=== Problem to work on ===
Reproduce the records below word for word, from their start down through the line containing "[0, 139, 27, 240]", with both ends included. Leave the pictures out of your answer.

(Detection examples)
-- start --

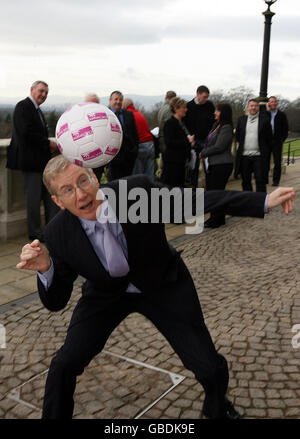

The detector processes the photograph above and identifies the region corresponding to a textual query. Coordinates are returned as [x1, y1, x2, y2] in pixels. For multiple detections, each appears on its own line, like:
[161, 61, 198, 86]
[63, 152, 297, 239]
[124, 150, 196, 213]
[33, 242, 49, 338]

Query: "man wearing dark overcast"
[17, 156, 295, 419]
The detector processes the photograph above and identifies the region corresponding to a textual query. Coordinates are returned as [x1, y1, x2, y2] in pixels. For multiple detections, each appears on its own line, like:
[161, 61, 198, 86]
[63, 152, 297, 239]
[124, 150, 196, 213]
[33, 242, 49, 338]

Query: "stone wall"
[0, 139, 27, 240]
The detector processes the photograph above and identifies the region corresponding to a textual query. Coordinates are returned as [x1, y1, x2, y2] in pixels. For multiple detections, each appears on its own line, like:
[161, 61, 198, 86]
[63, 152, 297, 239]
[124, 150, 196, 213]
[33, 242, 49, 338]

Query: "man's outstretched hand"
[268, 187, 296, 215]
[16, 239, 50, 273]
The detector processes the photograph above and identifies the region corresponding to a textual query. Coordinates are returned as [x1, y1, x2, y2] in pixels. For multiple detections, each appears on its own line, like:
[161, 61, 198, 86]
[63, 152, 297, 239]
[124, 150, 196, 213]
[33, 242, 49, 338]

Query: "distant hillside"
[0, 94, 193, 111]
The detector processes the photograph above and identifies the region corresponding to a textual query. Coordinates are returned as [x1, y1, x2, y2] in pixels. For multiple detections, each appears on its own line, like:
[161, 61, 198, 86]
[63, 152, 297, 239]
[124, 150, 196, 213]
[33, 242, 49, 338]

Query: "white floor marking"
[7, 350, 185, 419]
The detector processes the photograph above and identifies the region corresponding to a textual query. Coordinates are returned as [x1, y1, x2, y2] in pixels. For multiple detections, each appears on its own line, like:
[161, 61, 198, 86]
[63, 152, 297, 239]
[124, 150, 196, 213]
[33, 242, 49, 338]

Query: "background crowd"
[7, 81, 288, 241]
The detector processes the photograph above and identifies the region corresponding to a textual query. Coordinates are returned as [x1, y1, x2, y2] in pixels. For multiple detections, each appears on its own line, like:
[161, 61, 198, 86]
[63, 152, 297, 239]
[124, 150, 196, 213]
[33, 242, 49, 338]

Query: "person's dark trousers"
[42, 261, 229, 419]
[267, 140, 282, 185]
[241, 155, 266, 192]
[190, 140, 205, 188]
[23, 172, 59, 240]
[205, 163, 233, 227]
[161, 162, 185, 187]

-- end --

=== Expected answer ===
The detector processes the photograph above and identifies the region corresponding to a textual query. Coordinates are returned as [x1, y1, x2, y2] in pixels. For multiple detections, each appears on its own line, like:
[161, 61, 198, 86]
[63, 152, 297, 239]
[124, 150, 196, 213]
[33, 242, 49, 338]

Query: "man wearing dark overcast"
[17, 156, 295, 419]
The detector processes the photograph above and identifies the region corresponding to a textual query. Coordinates are returned as [x1, y1, x2, y2] in pixels. For multiple detections, each appears on its own line, like:
[161, 61, 198, 86]
[63, 152, 297, 239]
[124, 150, 196, 213]
[33, 242, 49, 338]

Query: "stone wall"
[0, 139, 27, 240]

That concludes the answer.